* **Article**:
━━━━━━━━━━━━━━━━━━━━━━━━━━━━━━

WEEKS
10~11 NEWS - Thrace, Alexandroupoli,
the Evros Delta, Dadia Forest Reserve, and Central Macedonia:
From Cape
Tenaro at the southern tip of mainland Greece, we have travelled 2,500
miles up through the Peloponnese, Central Greece, Macedonia and finally
Thrace, and 7 weeks later, we achieved our goal of reaching the
northernmost point at the Bulgarian border crossing of Ormenio.
Click on highlighted area
for details of
Thrace and Eastern Macedonia
On an intensely hot morning, we
crossed the River Nestos into Thrace, Greece's most recent territorial
acquisition dating from the notorious Treaty of Lausanne of 1923 which
partitioned Greater Thrace between Greece and Turkey.
In the population
exchange that followed, 400,000 Greek Muslims were forcibly evacuated to
Turkey, and over 1 million displaced Asiatic and Eastern Thracian Greeks
were relocated to Northern Greece; the effects of this ethnic cleansing
are still to be seen today. Western Thrace Muslims were exempted from
the population exchange and continue to live in the region, in return
for a continued Greek presence in Istanbul. Out of a total population of
390,000 in Greek Thrace, officially at least 120,000 are Muslim, mostly
Turkish but also many Roma and Slavic-speaking Pomaks. Despite Greek
governmental claims that this racial mix coexists amicably, Muslims
point to marked discrimination. Thrace with its tense ethnic diversity
is clearly a political dilemma for modern Greece. We went with an open
mind, but as visitors it was difficult to make objective judgement other
than the observable reality that contemporary Thracian Greeks appeared
as prosperous as elsewhere, but the impoverished down-and-outs we saw
were evidently non-Greek.

━━━━━━━━━━━━━━━━━━━━━━━━━━━━━━

* **Dataset content**:
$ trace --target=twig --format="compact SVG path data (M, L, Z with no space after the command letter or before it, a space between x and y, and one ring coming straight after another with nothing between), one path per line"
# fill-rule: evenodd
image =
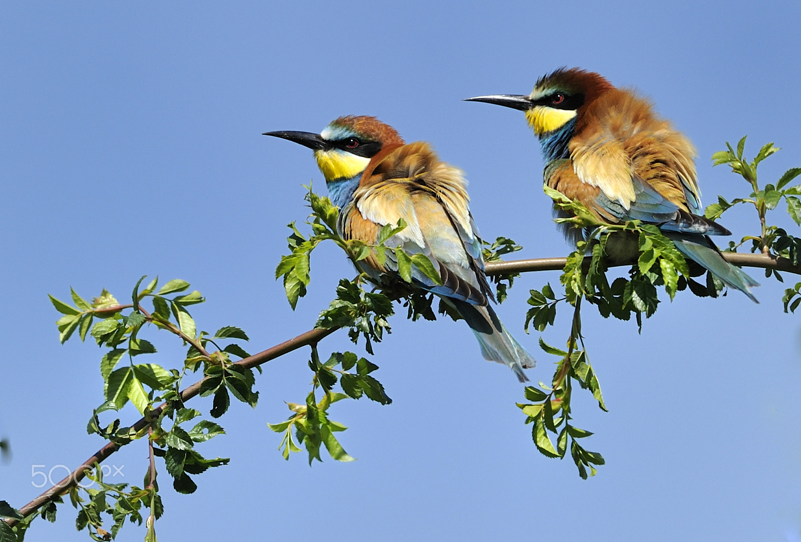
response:
M777 271L801 275L801 267L794 266L792 263L786 258L775 257L765 254L743 254L736 252L723 252L722 254L723 258L735 265L746 267L775 269ZM585 258L585 265L589 266L591 260L591 256ZM565 267L565 263L566 262L566 258L537 258L534 259L519 259L509 262L489 262L486 264L485 271L486 274L489 275L509 273L525 273L528 271L560 271ZM610 264L610 267L614 267L615 265L626 264ZM123 307L123 306L113 308L122 308ZM290 339L289 340L281 343L280 344L276 344L272 348L268 348L267 350L259 352L258 354L240 359L239 361L235 362L235 364L247 368L257 367L262 363L270 361L271 359L275 359L277 357L291 352L293 350L297 350L301 347L308 346L309 344L316 344L319 341L322 340L338 329L339 327L332 327L329 329L315 328L309 330L308 331L302 333L293 339ZM200 386L202 385L203 381L203 379L199 380L181 391L181 400L185 402L198 395L200 392ZM134 424L132 428L134 432L139 432L148 427L153 423L153 420L155 420L159 414L161 414L166 407L167 403L163 403L153 410L149 411L147 417L143 417L138 422ZM95 455L84 461L69 476L20 508L20 512L23 516L27 516L36 512L41 506L47 504L56 496L66 493L71 488L83 480L87 472L91 471L91 468L95 467L95 464L103 462L119 449L119 446L118 444L111 442L107 444L102 448L98 450ZM17 520L13 518L7 518L5 521L10 525L14 525L17 523Z
M793 265L787 258L771 256L767 254L749 254L741 252L722 252L723 258L735 265L743 267L762 267L763 269L775 269L801 275L801 267ZM589 266L592 256L584 259L584 265ZM562 271L567 263L566 258L536 258L533 259L517 259L509 262L489 262L485 264L487 275L504 275L508 273L525 273L537 271ZM609 263L609 267L631 265L634 260L628 263Z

━━━━━━━━━━━━━━━━━━━━━━━━━━━━━━

* **List of tasks**:
a - In the travel account of Thrace, why do Western Thrace Muslims still live in the region? Answer in one to three sentences.
b - List the parts of Greece that the travelers moved up through on their way north from Cape Tenaro, as named in the travel account of Thrace.
c - Take the travel account of Thrace further, starting right after its final sentence.

* **Task responses**:
a - They were exempted from the population exchange that followed the Treaty of Lausanne. The exemption was granted in return for a continued Greek presence in Istanbul.

b -
Peloponnese
Central Greece
Macedonia
Thrace

c -
The
hinterland of Thrace borders onto Bulgaria along the line of
the Rhodope mountains, which
descend
to a broad flat fertile plain along the Aegean coastline. Crossing this
plain along the now completed Egnatia Odos motorway, past the towns of
Xanthi and Komotini, we could see scattered villages along the Rhodope
foothills, each with its slim minaret. Traffic was light, most
slow-moving Bulgarian trucks or excessively speeding Greek cars. In the
whole of Thrace, there is but one campsite, the municipal Camping at
coastal Alexandroupoli. We settled here for a few days, grateful for
their excellent facilities and even more for the shady trees. Earlier in
the trip, we might have described it as featureless and gloomy; in late
May's torrid heat, the shade was a god-send.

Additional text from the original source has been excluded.